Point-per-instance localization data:

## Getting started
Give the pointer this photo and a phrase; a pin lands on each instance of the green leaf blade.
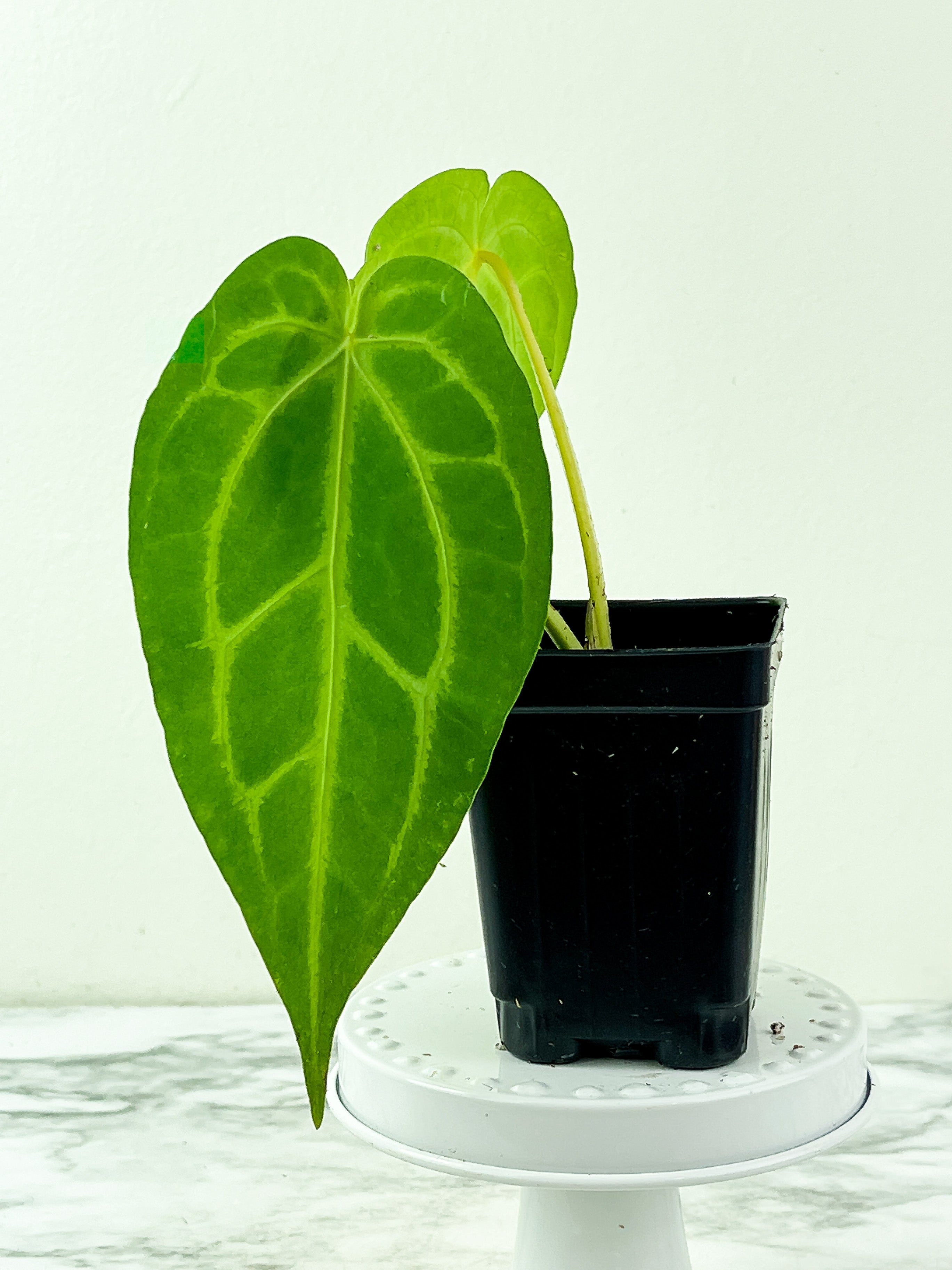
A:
(456, 215)
(341, 546)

REQUIREMENT = Without the pictures, write out every entry precisely as it appears.

RESULT FOR THIS EXERCISE =
## Getting started
Give the pointer this photo and a phrase; a pin lands on each instance of the green leaf blade.
A:
(456, 215)
(341, 546)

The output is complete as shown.